Ale oprócz życia w grupie mamy swoje prywatne ja, które jak jest zainfekowane rozpaczą, smutkiem i wszystkimi negatywnymi uczuciami i nie rozwiązanymi do końca sprawami(ile razy ja chciałam to wykrzyczeć np.)to wycofujemy się bo te ja nam już nie odpowiada. Czasami tak po prostu być więcej niż nienawiścią do tej części której najchętniej nie chcielibyśmy znać. Bo kontrowersja przewija się nam w osobowości od narodzin do śmierci. Trzeba żyć. Bo nienawiść to umieranie takie topienie się we własnym gó..ie i przy okazji jeszcze tak "sramy" na cały świat. Mam już dość . Bo lęk ma moją twarz która mówi że wszyscy bałaganią to ja też muszę. Za to ta druga część mówi że czas ten syf posprzątać. Wiec mogę się załamać, zwariować, popełnić samobójstwo lub się zmienić i stworzyć harmonię. Czyli zacząć żyć a nie rozmyślać nad straconym życiem.

Dane z wyrażeniami wskazującymi obszary na zdjęciach:
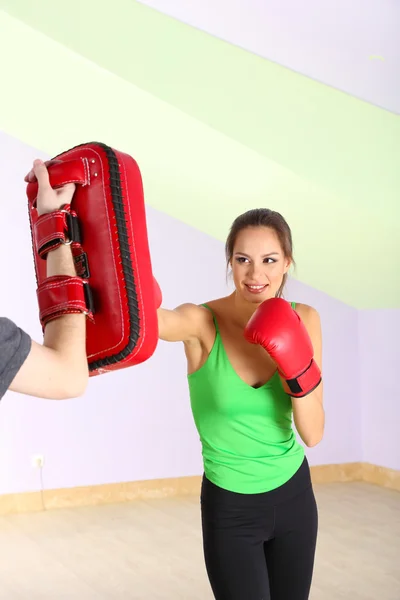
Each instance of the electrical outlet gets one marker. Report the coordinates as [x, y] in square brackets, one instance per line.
[38, 461]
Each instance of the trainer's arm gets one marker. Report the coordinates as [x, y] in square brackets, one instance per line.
[182, 324]
[58, 369]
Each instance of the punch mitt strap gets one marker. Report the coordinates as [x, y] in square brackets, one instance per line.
[107, 229]
[63, 295]
[51, 230]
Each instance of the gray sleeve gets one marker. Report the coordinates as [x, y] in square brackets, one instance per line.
[15, 346]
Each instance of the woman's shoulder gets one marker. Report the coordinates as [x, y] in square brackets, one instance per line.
[304, 309]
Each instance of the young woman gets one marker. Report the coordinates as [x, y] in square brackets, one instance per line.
[254, 363]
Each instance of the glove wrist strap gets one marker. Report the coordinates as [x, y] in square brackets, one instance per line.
[305, 382]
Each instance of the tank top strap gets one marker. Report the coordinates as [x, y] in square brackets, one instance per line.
[214, 317]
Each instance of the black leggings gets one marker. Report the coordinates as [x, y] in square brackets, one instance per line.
[260, 546]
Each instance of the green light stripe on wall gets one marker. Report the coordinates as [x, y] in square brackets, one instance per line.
[53, 99]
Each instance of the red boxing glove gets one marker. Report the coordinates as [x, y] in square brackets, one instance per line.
[281, 332]
[157, 293]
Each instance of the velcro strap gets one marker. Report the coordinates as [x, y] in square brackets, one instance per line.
[56, 228]
[306, 382]
[61, 295]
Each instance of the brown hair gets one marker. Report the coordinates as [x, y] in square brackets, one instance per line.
[262, 217]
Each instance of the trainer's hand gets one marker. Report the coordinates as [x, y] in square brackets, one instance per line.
[48, 199]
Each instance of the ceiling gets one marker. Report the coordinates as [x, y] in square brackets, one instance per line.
[228, 109]
[351, 46]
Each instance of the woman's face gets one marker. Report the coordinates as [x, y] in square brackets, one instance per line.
[258, 264]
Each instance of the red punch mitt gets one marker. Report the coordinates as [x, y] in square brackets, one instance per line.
[107, 230]
[281, 332]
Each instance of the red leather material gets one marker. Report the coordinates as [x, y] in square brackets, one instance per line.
[113, 257]
[61, 295]
[280, 331]
[50, 231]
[157, 293]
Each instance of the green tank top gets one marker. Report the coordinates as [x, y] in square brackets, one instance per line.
[248, 443]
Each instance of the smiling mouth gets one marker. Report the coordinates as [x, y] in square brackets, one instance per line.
[256, 289]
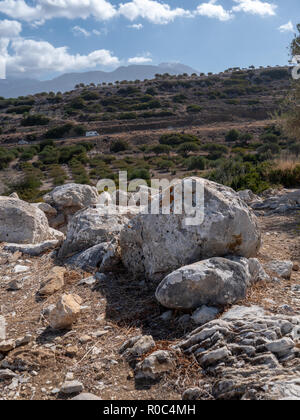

**ZADANIA I ĆWICZENIA:**
[1] Według tekstu o prywatnym ja, od kiedy do kiedy kontrowersja przewija się nam w osobowości?
[2] Napisz dalszy ciąg tekstu o prywatnym ja, zaczynając od miejsca, w którym się kończy.

**ODPOWIEDZI DO ZADAŃ:**
[1] Od narodzin do śmierci.

[2]
07 Lip 2009, Wto 23:16, PID: 162419
(Ten post był ostatnio modyfikowany: 30 Wrz 2009, Śro 17:03 przez krys840.)
Lęk społeczny jest niebezpieczny. Wiem z własnego doświadczenia. Jeśli nie można żyć w optymalnym spokoju, nie mogąc uzyskać wewnętrznego opanowania, to po latach narasta żal i rozgoryczenie za nieadekwatne do korzyści trudy życia. Jest to wtedy silne dążenie do swobody zachowania i nowej jakości życia, ale może być jedynie desperacką formą manifestacji żalu. Ktoś na pewno powinien wiedzieć, dlaczego roszczymy pretensje, by prawda o realiach życia pozwalała opanować standardy nie sprzyjające rozwojowi w harmonii z otoczeniem.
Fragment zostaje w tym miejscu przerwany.